◆ AUFGABE A
Gib jede Zeile der Auflistung zurück, in der das Wort "cluster" vorkommt, und achte dabei auf Groß- und Kleinschreibung.

#### VORLIEGENDER TEXT

H. sieht gemäß der These seines Buches die evangelikale Missionstheologie im Übergang von einem eurozentristisch-kolonialen Paradigma der Aufklärungszeit zu einem missional-ganzheitlichen Paradigma der Postmoderne, wenngleich er eingesteht, dass die Geschichte diese These erst noch bestätigen müsse.
Für »das neue Paradigma« (7. Kapitel) entfaltet H. abschließend fünf Eckpunkte, die auch auf seinen Ausführungen im ersten Band »Kirche ist Mission« basieren: 1. ein umfassendes Heilsverständnis; 2. ein die soziale Aktion einschließendes Missionsverständnis; 3. eine missionale Ekklesiologie; 4. ein kontextuelles Schriftverständnis; 5. eine ganzheitliche Christologie.

########

◆ AUFGABE B
Entscheide für jede der folgenden Aussagen, ob sie mit dem Text über evangelikale Missionstheologie übereinstimmt. Antworte jeweils mit Ja oder Nein und zitiere die ausschlaggebenden Worte des Textes wörtlich.
(i) H. sieht die evangelikale Missionstheologie im Übergang zu einem missional-ganzheitlichen Paradigma der Postmoderne.
(ii) H. betrachtet seine These als bereits durch die Geschichte bestätigt.
(iii) Für das neue Paradigma entfaltet H. sieben Eckpunkte.

#### VORLIEGENDE AUFLISTUNG

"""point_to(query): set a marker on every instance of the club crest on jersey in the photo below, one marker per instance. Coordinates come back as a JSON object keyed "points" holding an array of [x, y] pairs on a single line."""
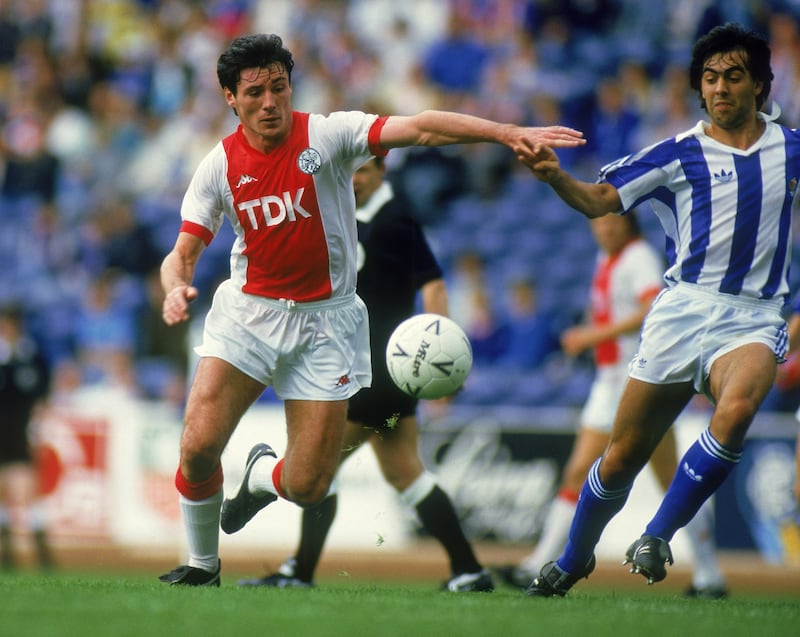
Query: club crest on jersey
{"points": [[245, 179], [309, 161]]}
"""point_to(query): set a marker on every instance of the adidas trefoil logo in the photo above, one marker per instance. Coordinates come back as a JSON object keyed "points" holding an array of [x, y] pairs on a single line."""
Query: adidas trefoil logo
{"points": [[691, 473], [724, 176], [245, 179]]}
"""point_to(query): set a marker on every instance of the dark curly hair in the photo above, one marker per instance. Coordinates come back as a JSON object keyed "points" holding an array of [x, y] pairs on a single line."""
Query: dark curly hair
{"points": [[728, 38], [252, 51]]}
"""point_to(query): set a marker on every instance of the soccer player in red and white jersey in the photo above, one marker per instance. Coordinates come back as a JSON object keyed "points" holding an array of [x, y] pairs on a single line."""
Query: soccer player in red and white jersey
{"points": [[627, 277], [724, 192], [288, 316]]}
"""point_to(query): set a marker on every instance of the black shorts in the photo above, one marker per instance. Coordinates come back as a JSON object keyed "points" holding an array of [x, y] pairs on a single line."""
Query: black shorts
{"points": [[14, 445], [381, 404]]}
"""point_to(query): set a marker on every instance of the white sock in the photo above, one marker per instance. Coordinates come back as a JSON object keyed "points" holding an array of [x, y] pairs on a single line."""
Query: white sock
{"points": [[418, 490], [260, 482], [201, 521], [700, 533], [554, 535]]}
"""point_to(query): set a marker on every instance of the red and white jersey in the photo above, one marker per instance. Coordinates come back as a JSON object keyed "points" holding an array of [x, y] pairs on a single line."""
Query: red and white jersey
{"points": [[292, 209], [620, 283]]}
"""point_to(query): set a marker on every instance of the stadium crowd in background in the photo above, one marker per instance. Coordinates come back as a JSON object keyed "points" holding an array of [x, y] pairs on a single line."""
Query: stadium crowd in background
{"points": [[107, 107]]}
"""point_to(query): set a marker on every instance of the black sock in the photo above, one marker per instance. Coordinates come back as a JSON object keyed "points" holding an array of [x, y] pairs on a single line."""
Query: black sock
{"points": [[439, 518], [317, 522]]}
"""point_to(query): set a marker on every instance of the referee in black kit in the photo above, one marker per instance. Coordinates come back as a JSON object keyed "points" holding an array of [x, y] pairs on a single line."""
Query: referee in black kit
{"points": [[395, 263]]}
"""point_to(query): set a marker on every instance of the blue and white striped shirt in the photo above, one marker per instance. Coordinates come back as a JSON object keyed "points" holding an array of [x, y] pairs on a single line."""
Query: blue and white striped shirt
{"points": [[726, 212]]}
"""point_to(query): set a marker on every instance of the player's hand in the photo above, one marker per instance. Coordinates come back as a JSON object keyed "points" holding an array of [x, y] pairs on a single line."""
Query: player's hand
{"points": [[528, 139], [542, 162], [176, 304]]}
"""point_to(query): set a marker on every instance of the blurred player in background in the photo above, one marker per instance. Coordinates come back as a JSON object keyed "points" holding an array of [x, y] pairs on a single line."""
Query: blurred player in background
{"points": [[627, 277], [24, 385], [723, 192], [395, 262], [794, 345], [288, 317]]}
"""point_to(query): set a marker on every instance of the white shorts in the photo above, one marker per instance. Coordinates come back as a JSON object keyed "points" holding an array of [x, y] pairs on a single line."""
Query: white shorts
{"points": [[600, 408], [689, 327], [305, 351]]}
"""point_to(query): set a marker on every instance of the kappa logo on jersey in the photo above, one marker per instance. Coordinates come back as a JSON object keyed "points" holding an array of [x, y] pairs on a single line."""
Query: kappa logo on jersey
{"points": [[309, 161], [724, 176], [245, 179], [274, 209]]}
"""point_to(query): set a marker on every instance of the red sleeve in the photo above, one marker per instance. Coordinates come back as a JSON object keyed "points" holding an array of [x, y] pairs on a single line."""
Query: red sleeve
{"points": [[374, 137], [198, 231]]}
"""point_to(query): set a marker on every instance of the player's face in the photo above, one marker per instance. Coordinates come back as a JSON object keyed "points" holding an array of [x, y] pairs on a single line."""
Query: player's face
{"points": [[366, 181], [263, 101], [729, 91]]}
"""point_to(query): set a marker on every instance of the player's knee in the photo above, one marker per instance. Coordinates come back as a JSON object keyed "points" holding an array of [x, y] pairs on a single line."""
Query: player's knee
{"points": [[306, 491]]}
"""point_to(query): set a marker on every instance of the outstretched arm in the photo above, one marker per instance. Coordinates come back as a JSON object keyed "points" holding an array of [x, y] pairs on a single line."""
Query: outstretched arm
{"points": [[177, 273], [593, 200], [439, 128]]}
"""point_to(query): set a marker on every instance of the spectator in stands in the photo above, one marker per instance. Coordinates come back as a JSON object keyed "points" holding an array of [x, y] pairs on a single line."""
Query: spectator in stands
{"points": [[529, 332], [105, 335]]}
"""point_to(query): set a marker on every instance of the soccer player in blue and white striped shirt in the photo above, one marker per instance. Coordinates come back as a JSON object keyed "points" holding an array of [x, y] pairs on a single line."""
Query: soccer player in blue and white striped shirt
{"points": [[723, 192]]}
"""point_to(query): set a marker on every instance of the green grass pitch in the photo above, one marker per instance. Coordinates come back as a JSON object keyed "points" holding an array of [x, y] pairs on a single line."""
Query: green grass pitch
{"points": [[62, 605]]}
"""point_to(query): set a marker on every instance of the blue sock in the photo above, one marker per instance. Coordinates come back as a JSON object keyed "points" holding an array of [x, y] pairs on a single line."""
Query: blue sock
{"points": [[596, 506], [701, 471]]}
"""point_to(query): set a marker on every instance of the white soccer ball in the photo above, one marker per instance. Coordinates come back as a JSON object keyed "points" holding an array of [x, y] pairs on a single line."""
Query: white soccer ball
{"points": [[429, 356]]}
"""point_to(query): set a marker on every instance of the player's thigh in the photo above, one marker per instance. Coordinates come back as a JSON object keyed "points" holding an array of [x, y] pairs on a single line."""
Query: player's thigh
{"points": [[739, 381], [397, 451], [588, 447], [19, 480], [315, 433], [219, 397], [646, 411]]}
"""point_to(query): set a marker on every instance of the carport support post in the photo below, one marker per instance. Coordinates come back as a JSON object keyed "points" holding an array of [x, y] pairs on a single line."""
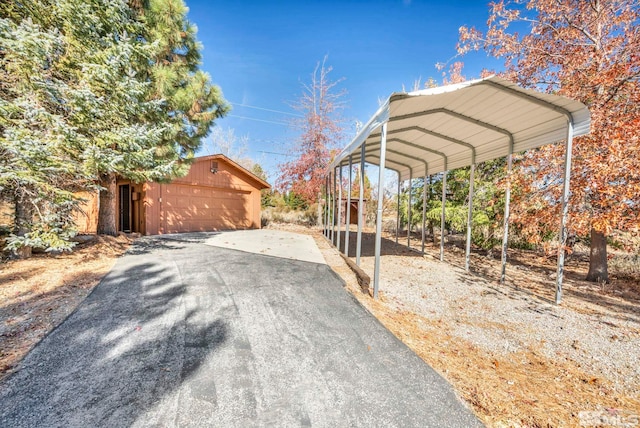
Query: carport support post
{"points": [[507, 200], [409, 210], [339, 205], [348, 208], [333, 212], [469, 218], [383, 154], [360, 205], [398, 211], [424, 207], [326, 207], [565, 210], [328, 204], [444, 198]]}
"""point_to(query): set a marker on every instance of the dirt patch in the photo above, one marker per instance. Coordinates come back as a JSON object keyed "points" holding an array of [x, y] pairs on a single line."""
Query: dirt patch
{"points": [[513, 355], [38, 293]]}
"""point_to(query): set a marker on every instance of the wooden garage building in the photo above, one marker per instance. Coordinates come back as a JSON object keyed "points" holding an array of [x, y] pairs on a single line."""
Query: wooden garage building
{"points": [[216, 194]]}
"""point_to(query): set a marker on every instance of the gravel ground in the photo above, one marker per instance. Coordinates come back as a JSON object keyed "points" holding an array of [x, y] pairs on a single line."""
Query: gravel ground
{"points": [[587, 349], [502, 320]]}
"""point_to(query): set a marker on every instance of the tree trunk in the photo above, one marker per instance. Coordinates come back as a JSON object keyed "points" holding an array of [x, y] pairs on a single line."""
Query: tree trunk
{"points": [[107, 210], [598, 259], [23, 218]]}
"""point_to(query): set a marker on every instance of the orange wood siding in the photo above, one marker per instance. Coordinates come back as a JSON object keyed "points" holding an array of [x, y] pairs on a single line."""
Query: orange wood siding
{"points": [[203, 201]]}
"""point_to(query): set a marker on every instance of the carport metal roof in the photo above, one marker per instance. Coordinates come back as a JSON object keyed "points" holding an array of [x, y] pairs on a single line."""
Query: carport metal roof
{"points": [[458, 125], [436, 130]]}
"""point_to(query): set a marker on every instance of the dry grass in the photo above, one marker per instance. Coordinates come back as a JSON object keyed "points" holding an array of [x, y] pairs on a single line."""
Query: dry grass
{"points": [[38, 293], [524, 389], [519, 389]]}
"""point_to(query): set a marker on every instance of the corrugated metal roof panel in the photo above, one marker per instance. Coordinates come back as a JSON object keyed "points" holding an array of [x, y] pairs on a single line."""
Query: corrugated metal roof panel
{"points": [[482, 113]]}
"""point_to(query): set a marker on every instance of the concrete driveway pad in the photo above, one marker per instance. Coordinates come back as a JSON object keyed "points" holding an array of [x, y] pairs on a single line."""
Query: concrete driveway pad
{"points": [[186, 331]]}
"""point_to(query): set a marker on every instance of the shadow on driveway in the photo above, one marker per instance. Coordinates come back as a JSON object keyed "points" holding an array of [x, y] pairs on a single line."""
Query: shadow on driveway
{"points": [[185, 334]]}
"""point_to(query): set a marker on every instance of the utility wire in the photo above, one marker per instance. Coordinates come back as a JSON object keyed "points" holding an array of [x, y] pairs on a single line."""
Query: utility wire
{"points": [[258, 120], [267, 109], [275, 153]]}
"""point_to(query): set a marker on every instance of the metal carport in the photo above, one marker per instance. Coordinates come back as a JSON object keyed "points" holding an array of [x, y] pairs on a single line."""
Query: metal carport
{"points": [[436, 130]]}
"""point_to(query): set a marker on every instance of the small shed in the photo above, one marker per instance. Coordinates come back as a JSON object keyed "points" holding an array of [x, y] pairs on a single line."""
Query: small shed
{"points": [[216, 194], [353, 211]]}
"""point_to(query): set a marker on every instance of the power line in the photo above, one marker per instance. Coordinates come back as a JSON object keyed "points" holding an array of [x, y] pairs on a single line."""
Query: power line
{"points": [[258, 120], [275, 153], [267, 109]]}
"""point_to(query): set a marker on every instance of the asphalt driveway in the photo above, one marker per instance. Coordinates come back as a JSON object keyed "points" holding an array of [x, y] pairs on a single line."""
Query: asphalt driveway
{"points": [[231, 329]]}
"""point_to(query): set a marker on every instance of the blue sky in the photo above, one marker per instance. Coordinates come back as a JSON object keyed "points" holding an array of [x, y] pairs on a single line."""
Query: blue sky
{"points": [[261, 52]]}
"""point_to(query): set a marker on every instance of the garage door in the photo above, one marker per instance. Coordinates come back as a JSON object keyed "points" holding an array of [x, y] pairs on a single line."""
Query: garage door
{"points": [[196, 208]]}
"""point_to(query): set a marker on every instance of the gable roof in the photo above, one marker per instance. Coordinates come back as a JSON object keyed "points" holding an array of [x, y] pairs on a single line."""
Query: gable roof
{"points": [[262, 183], [448, 127]]}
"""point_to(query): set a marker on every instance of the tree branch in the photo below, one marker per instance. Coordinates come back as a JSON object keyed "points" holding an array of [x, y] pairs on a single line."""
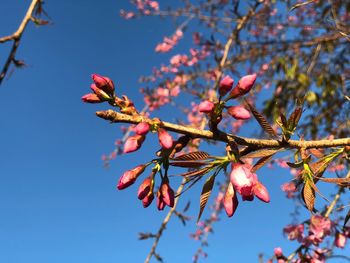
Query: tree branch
{"points": [[16, 37], [116, 117], [165, 222]]}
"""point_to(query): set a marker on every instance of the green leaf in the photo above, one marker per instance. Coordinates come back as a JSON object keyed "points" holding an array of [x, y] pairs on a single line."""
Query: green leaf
{"points": [[260, 163], [308, 195], [262, 153], [347, 217], [192, 156], [206, 191], [189, 164]]}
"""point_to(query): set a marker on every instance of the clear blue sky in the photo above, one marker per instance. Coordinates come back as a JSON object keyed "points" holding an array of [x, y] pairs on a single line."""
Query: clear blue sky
{"points": [[58, 203]]}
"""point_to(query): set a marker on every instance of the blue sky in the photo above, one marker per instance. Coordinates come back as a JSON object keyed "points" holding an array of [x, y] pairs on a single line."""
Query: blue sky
{"points": [[58, 203]]}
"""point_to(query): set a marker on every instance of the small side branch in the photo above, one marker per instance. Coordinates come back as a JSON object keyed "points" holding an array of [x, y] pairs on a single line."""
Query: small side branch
{"points": [[164, 223], [16, 37]]}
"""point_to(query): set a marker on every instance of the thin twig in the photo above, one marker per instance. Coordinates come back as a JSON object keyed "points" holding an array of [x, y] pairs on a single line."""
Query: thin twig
{"points": [[164, 223], [16, 37], [117, 117]]}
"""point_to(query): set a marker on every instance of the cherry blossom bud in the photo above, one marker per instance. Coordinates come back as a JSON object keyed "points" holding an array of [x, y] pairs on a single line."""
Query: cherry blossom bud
{"points": [[206, 106], [100, 93], [261, 192], [91, 98], [167, 194], [243, 87], [148, 199], [225, 85], [248, 197], [145, 188], [133, 143], [238, 112], [165, 139], [160, 201], [104, 83], [230, 200], [130, 176], [142, 128], [278, 252], [243, 180], [340, 240]]}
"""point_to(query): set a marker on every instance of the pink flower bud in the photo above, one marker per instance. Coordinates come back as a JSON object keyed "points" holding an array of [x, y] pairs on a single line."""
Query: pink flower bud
{"points": [[100, 93], [248, 197], [104, 83], [91, 98], [243, 180], [160, 201], [148, 200], [238, 112], [145, 188], [278, 252], [206, 106], [225, 85], [243, 87], [340, 240], [133, 143], [142, 128], [167, 194], [261, 192], [130, 176], [165, 139], [230, 200]]}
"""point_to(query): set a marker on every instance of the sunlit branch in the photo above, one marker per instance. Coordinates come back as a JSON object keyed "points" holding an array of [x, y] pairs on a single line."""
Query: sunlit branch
{"points": [[16, 37], [117, 117], [164, 223]]}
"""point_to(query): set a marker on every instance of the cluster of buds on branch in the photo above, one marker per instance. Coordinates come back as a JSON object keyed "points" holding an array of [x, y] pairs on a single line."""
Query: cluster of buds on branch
{"points": [[214, 109], [242, 179]]}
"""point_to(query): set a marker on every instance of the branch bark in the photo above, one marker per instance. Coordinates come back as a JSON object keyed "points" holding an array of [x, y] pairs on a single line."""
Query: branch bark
{"points": [[16, 37], [116, 117]]}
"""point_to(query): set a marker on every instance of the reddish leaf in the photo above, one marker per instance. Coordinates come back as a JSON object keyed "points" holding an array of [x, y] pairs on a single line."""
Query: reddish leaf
{"points": [[206, 191], [262, 153], [308, 195], [260, 163], [188, 164], [262, 121], [192, 156]]}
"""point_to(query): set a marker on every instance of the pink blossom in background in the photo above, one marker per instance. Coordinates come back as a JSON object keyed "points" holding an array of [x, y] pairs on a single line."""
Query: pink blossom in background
{"points": [[230, 200], [167, 194], [261, 192], [154, 5], [243, 180], [91, 98], [130, 176], [294, 232], [104, 83], [144, 188], [148, 199], [319, 228], [133, 143], [142, 128], [225, 85], [206, 106], [340, 240], [165, 139], [289, 188], [238, 112]]}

########

◆ RICHTIGE ANTWORT A
"""point_to(query): set a marker on every instance of the cluster of buds on branch in the photo above, one marker per instance. Coordinates come back as a JSON object keyed "points" holding an array of [x, y] pairs on a single line."""
Query: cluster of buds on branch

◆ RICHTIGE ANTWORT B
(i) Ja: „im Übergang von einem eurozentristisch-kolonialen Paradigma der Aufklärungszeit zu einem missional-ganzheitlichen Paradigma der Postmoderne“
(ii) Nein: „dass die Geschichte diese These erst noch bestätigen müsse“
(iii) Nein: „entfaltet H. abschließend fünf Eckpunkte“